My situation is a little bit complicated.
I have an older version of PostgreSQL 12.9 installed on an older Centos Stream 8 machine. There are about five custom databases created under the roof, say database1, ozssc, database5, owned by different roles to handle different business applications.
As our business application has been updated recently, we plan to update the database as well.
There is another newer machine, CentOS Stream 9 was set up, and PostgreSQL 15.2 was installed on the newer machine.
First, we tried to dump all database schema and data by using the newer version (15.2) command pg_dump from the newer machine:
pg_dump -h 10.0.1.105 -p 5433 -U postgres -v -n '*' -N 'pg_toast' -N 'information_schema' -N 'pg_catalog' $DB -Ft -f ${bkp_path}/${DB}_schema_bkp_${date}.tar
Which will dump 5 XXX.tar files
Then I tried to restore it (by using the same version (15.2) of pg_restore) to my newer machine (Centos Stream 9)
pg_restore -h 10.0.1.103 -p 5433 -U postgres -w -d $db_name $db_tar_file
Run those commands, system response error as:
pg_restore: error: could not execute query: ERROR: unacceptable schema name "pg_temp_1" DETAIL: The prefix "pg_" is reserved for system schemas. Command was: CREATE SCHEMA pg_temp_1; As result, there quite lot of database setting is incorrect as well:
pg_restore could not set the correct database owner from the dumped sql statement. For example the SQL statement in database ozssc as:
CREATE DATABASE ozssc WITH TEMPLATE = template0 ENCODING = 'UTF8' LOCALE_PROVIDER = libc LOCALE = 'en_AU.UTF-8';
ALTER DATABASE ozssc OWNER TO tomcat;
Those statement will change database ozssc owner to tomcat.
After restoration, I check the database ozssc's owner; it is still PostgreSQL instead of tomcat.

Source data:
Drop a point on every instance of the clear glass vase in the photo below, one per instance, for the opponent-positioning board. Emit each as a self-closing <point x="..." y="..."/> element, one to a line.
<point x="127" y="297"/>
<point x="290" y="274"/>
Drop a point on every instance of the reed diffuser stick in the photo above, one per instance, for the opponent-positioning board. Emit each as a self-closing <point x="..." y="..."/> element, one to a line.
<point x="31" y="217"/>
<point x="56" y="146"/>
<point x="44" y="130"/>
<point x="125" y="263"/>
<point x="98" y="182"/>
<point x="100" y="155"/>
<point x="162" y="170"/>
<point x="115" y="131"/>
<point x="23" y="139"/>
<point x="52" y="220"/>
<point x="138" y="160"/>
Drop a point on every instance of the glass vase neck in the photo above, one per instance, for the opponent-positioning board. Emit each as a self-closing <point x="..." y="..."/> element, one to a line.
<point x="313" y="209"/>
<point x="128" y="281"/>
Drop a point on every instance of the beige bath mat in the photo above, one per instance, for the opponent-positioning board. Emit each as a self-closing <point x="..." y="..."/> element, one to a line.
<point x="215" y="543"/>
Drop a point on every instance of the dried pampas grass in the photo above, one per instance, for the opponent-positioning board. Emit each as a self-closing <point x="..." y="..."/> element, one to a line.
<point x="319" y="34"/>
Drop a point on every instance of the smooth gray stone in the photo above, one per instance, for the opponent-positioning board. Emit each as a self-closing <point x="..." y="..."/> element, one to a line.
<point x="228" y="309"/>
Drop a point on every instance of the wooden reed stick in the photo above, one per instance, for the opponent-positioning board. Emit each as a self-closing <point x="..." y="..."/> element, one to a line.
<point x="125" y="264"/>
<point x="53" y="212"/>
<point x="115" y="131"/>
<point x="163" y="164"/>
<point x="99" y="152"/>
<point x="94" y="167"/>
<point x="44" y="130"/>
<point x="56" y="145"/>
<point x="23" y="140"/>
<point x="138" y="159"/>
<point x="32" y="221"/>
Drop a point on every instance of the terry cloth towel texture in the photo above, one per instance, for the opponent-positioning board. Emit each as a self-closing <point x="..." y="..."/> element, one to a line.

*Objective 1*
Which schemas does the pg_dump command in the PostgreSQL upgrade post exclude with the -N option? List them all.
*Objective 2*
Return every line of the records that contains the word "glass".

*Expected output 1*
pg_toast, information_schema, pg_catalog

*Expected output 2*
Drop a point on every instance of the clear glass vase in the photo below, one per instance, for the opponent-positioning board. Emit each as a self-closing <point x="..." y="..."/> element, one to a line.
Drop a point on every instance of the glass vase neck in the photo above, one per instance, for the opponent-positioning board. Emit each as a self-closing <point x="..." y="..."/> element, one to a line.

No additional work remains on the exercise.